* **Given request 1**: Can you repeat the passage of the Streamline Tower article from "Streamline Tower Plays" up to and including "by Martin-Harris Construction.", word for word?
* **Given request 2**: Could you carry on the Streamline Tower article from the point where it stops?
-------- Document segment
Streamline Tower Plays Las Vegas

The soaring Streamline Tower, a new 275-unit luxury residential high-rise, is helping reshape the downtown Las Vegas skyline

by Tony Illia

The Streamline Tower rests atop a 10-ft-thick reinforced mat foundation consisting of 7,000 cu yd of concrete provided by Rinker Materials Corp. and placed by Martin-Harris Construction.
Photo courtesy of Martin-Harris Construction

The streamline tower is the newest act to play downtown Las Vegas. The $150-million, 21-story mixed-use building will consist of 275 luxury condominiums with 12,000 sq ft of commercial retail space. The project, developed by Barclays North Inc. of Everett, Wash., is located on a one-acre parcel with zero lot lines at the southeast corner of Ogden Avenue and Las Vegas Boulevard.

The property, which once contained the 70-room, two-level Golden Inn Motel, was purchased for $6.4 million in June 2004. NU Equipment Inc. of north Las Vegas, demolished the aging two-building motel.
----------------
-------- Entries provided
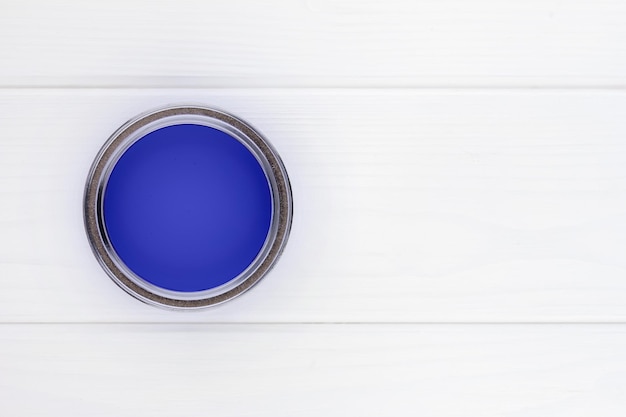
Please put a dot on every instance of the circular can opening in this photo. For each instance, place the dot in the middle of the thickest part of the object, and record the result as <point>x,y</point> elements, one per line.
<point>187,207</point>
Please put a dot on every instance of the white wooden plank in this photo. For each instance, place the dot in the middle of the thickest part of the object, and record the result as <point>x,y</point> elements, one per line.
<point>268,370</point>
<point>409,205</point>
<point>313,43</point>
----------------
* **Final result 1**:
Streamline Tower Plays Las Vegas

The soaring Streamline Tower, a new 275-unit luxury residential high-rise, is helping reshape the downtown Las Vegas skyline

by Tony Illia

The Streamline Tower rests atop a 10-ft-thick reinforced mat foundation consisting of 7,000 cu yd of concrete provided by Rinker Materials Corp. and placed by Martin-Harris Construction.

* **Final result 2**:
The new 271-ft-tall Streamline Tower will be the first residential high-rise inside the city’s Entertainment District—a three-year-old, six-block development overlay created to attract new investment dollars to downtown’s aging business core. It will also be downtown’s second-tallest tower upon completion—behind the 360-ft Fitzgeralds Casino & Hotel.
“We’re really starting to see the Entertainment District become a thriving part of downtown,” says Las Vegas Mayor Oscar B. Goodman, who has made revitalizing downtown a priority since taking office in 1999.

Lucky Numbers

Streamline broke ground in May 2006, with general contractor and AGC Las Vegas Chapter-member Martin-Harris Construction facing site constraints, an aggressive schedule and a unique design. The 30-year-old, Las Vegas-based firm has a $107-million, guaranteed-maximum-price construction contract, with a 660-working-day schedule that carries $5,000 a day in early completion bonuses and/or late penalties.
The project currently is on track and scheduled to finish Feb. 14, with added time allowed for owner scope-of-work changes. (For example, the building interior was reconfigured to create additional condominium units.)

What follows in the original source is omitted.